++++ Material provided ++++

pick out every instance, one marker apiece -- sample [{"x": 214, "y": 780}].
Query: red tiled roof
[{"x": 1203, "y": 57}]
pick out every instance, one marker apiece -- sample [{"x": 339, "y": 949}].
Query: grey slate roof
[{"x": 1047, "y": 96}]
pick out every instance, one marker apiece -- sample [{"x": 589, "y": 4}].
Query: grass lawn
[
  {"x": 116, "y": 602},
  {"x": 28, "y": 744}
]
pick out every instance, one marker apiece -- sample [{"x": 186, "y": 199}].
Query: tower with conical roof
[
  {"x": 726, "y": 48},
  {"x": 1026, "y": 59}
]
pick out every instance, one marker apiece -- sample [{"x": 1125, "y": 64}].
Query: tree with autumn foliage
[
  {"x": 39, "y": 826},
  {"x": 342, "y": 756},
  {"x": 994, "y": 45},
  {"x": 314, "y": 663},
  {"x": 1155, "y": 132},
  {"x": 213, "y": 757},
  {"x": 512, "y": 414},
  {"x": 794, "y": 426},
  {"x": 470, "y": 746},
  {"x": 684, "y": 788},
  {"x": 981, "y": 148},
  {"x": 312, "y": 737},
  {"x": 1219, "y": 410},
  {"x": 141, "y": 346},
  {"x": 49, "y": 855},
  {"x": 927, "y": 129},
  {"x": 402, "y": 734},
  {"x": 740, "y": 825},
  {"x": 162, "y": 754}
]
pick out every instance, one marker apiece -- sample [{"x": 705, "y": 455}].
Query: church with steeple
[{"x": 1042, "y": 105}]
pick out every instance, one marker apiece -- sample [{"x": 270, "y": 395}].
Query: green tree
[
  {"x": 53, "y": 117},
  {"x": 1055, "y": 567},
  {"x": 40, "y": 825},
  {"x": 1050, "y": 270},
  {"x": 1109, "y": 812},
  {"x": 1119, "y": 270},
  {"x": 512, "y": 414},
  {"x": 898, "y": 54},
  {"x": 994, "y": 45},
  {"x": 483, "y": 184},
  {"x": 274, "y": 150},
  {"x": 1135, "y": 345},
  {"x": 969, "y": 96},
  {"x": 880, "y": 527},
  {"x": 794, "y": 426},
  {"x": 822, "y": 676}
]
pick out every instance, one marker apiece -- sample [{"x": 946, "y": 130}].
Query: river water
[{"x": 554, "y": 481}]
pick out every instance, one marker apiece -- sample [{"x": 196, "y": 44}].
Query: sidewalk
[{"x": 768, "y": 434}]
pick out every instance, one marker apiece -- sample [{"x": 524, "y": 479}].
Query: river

++++

> Problem to solve: In the answer, return exactly the lines from the line containing "Query: river water" to the end of the records above, and no others.

> The answer:
Query: river water
[{"x": 554, "y": 481}]
pick out every instance, one marker apiece -- sample [{"x": 196, "y": 44}].
Query: sidewalk
[{"x": 768, "y": 434}]
pick out every instance, one marker apiece -- sample [{"x": 524, "y": 479}].
Query: river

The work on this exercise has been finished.